** Start Selected excerpt **
U.S. Treasury Secretary Henry Paulson said on Sunday leaders of Gulf oil producing states had told him that abandoning their currency pegs to the dollar will not solve their inflation problems.
Paulson, two-thirds of the way through a four-day trip to Saudi Arabia, Qatar and the United Arab Emirates, said leaders in the region have "quite an awareness that the peg does not influence inflation to a significant degree.

"They recognize that inflation is the overriding issue ... Ending the peg is not the solution to the inflation problem."

It is interesting that dollar has been re-valued under Bush. What is the motivation in terms of future value? This is like Mexico and The Peso over ten years, so what is the reality behind pushing currency lower, is it to peg it to Euro or Yen, what?

My take, cross posted from Zacks.com:

The inflation picture is starting to look down right ugly, the rate is not only high, but it is accelerating at a frightening pace. This morning it was announced that the CPI rose 1.1% in the month of June, up sharply from 0.6% in May and 0.2% in April. Put another way, if June’s increase were annualized (just for illustration, I doubt we will see this rate of inflation for 12 straight months) inflation would be running at 14.0%, a rate most commonly associated with WIN buttons, leisure suits and disco. Stretching it out to an annualized rate over the last three months we are looking at inflation of 7.9% and over the last 12 months it is rising at 5.0%. We have not seen these rates of inflation in a long, long time. The one month increase is the biggest since Sept. 2005 and the effects of Hurricanes Katrina and Rita, before that one has to go back to 1982 to find a higher one month jump in prices. The year over year increase is the largest since May of 1991. Energy was the primary culprit, just as it was back in the high inflation days of the 1970’s. For the month it was up 6.6%, which if annualized (115%) would start to sound something like Peru in the 1980’s or Germany in the 1920’s. The three month annualized increase for energy is 53.6% and over the last 12 months it is 24.7%. Food is also a big problem, with prices up 0.8% for the month (10.0% annualized), at a 8.5% rate over the last three months and up 5.3% over the last year. So called core inflation is in better shape, but even there is higher than is comfortable, up 0.3% for the month (3.7% annualized), 2.5% over three months and 2.4% over the last year.
** End Selected excerpt **
What to work on
1/ In the passage on inflation and Gulf currency pegs, copy word for word the text starting at "It is interesting" and ending at "or Yen, what?".
2/ According to the passage on inflation and Gulf currency pegs, by how much did the CPI rise in June?
3/ Extend the passage on inflation and Gulf currency pegs, picking up after its final sentence about core inflation.
None of the items are involved in this work.
** Start Given entries **
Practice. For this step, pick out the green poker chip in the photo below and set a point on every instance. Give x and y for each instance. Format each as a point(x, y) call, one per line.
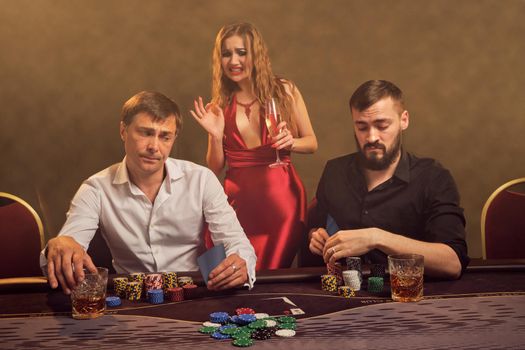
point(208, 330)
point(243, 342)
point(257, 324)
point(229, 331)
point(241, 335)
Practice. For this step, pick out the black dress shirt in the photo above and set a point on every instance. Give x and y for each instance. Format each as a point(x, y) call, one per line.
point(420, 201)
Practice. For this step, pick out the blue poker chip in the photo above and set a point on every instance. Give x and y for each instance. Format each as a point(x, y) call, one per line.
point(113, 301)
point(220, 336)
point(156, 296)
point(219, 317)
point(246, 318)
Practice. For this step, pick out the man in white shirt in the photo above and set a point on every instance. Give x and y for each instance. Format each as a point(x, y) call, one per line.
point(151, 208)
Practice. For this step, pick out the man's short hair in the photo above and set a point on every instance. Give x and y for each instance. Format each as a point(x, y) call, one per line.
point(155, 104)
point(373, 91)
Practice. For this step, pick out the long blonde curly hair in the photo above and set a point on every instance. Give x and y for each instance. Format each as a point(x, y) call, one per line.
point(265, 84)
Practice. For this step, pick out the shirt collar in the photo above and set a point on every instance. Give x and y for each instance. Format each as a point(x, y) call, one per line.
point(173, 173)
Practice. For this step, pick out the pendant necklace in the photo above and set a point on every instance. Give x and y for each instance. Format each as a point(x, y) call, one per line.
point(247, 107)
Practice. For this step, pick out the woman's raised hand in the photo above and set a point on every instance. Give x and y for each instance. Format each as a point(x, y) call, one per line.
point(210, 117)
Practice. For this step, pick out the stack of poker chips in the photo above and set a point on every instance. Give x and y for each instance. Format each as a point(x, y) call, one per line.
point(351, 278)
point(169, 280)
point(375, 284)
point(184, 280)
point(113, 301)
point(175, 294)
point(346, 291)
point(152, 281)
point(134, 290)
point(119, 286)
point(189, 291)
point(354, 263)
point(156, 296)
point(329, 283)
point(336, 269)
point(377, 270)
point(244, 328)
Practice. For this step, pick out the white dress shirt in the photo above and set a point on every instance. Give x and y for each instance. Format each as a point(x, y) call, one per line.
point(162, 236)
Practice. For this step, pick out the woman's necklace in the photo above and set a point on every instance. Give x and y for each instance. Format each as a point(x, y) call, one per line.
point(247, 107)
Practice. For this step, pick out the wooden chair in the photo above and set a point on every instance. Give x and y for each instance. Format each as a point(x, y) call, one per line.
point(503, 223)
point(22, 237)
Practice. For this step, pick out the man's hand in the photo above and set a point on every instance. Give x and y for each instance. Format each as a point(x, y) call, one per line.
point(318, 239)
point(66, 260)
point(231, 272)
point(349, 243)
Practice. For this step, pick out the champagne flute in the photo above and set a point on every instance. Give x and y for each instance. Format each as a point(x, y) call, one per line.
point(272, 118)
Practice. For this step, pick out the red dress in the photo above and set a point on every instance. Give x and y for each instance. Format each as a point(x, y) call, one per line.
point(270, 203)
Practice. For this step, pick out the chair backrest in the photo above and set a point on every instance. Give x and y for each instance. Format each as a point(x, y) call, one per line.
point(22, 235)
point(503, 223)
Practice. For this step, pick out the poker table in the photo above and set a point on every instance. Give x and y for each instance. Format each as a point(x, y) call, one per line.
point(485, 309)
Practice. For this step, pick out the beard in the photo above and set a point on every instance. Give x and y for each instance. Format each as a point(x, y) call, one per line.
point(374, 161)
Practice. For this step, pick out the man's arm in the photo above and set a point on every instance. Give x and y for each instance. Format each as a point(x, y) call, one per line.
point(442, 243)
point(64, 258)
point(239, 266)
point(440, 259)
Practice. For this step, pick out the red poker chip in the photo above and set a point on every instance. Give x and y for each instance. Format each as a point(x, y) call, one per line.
** End Given entries **
Written answers
1/
It is interesting that dollar has been re-valued under Bush. What is the motivation in terms of future value? This is like Mexico and The Peso over ten years, so what is the reality behind pushing currency lower, is it to peg it to Euro or Yen, what?

2/ 1.1%.

3/
If one looks further up the pipeline things get even more scary. Yesterday the Producer Price Index (PPI) was released, at the finished goods level it was up 1.8% (23.9% annualized) for the month of June, up 14.1% annualized over the last three months and 9.2% over the last year. The prices for intermediate goods were up 2.1% for June and have been rising at an 26.8% rate over the last three months.

Despite these levels of inflation, yields for the whole treasury curve remain quite low, with the three month T-bill yielding only 1.31%, the two year note at 2.42% and even the 10 year note at 3.92%. Clearly this is due to a flight to safety trade, not because anyone could rationally think that their money will be worth more in real terms including the interest at maturity than it is today. They are currently certificates of confiscation, but they confiscate wealth at a slower rate than do the Federal Reserve Notes in your pocket.

While the sharp drop in Energy prices over the last two days might provide some hope of inflation leveling off in the future, it smells to me to be just another short term correction in the price of oil, not the start of a sustained downtrend. For the most part the world economy has held up pretty well so far, and with it demand for oil. The supply response to higher oil prices has been so slow that it is clear that there are major long term problems in raising supply to meet growing demand, and the only way to get the market to clear is for the price of oil to rise far enough to choke demand down. The oil we do find is harder to drill which requires more oil service intensity and more expensive rigs to drill. The price of oil has risen relative to just about everything else. While the Energy stocks have far out performed the market, they are not up anywhere near as much as the price of oil or as much as their earnings have risen. We have seen a bit of a pull back in the names with this dip in oil prices. I would take advantage of it. My favorite way to play the rising cost of energy is through the offshore drillers and some of the oil service names. These would include Diamond Offshore (DO), Transocean (RIG), National Oilwell Varco (NOV) and Baker Hughes (BHI). The E&P companies would be next on my list and some names to consider would be Chesapeake (CHK), Cabot (COG) and Anadarko (APC) among the larger cap names. Some very interesting smaller names are Double Eagle (DBLE), Warren Resources (WRES) and Petroleum Development (PETD).

Knock Knock

Who is there?

Paul.

Paul who?

Paul Volker.

Great. Come on in Paul. We are waiting for you.

Dirk van Dijk,

I remember years ago, people used to look at a PPI/CPI differential or ration thing; look there!

I prefer to pay higher oil prices to
a new govt in Iran that is not hellbent in converting the whole world to Islam, mind you, by the way of the sword. Whatever happened to
freedom and tolerance? So what if we have to pay a little more for OIL.
Getting rid of the Shah of Iran for
cheap oil was a big,big, mistake.
DH | 07.16.08 - 12:40 pm | #

Where is the evidence that Iran is out to convert the world to islam by way of the sword? Yes, Iran is not a place I would want to live, but they have not been aggressive towards their neighbors. They were attacked by Saddam, and fought a long bloddy war because of it. The Persians have not been expansionist since the time of Xeres. You seem to be confusing the Wahabisits (Saudi Sunni's) with the Shites in terms of imposition of religion on others.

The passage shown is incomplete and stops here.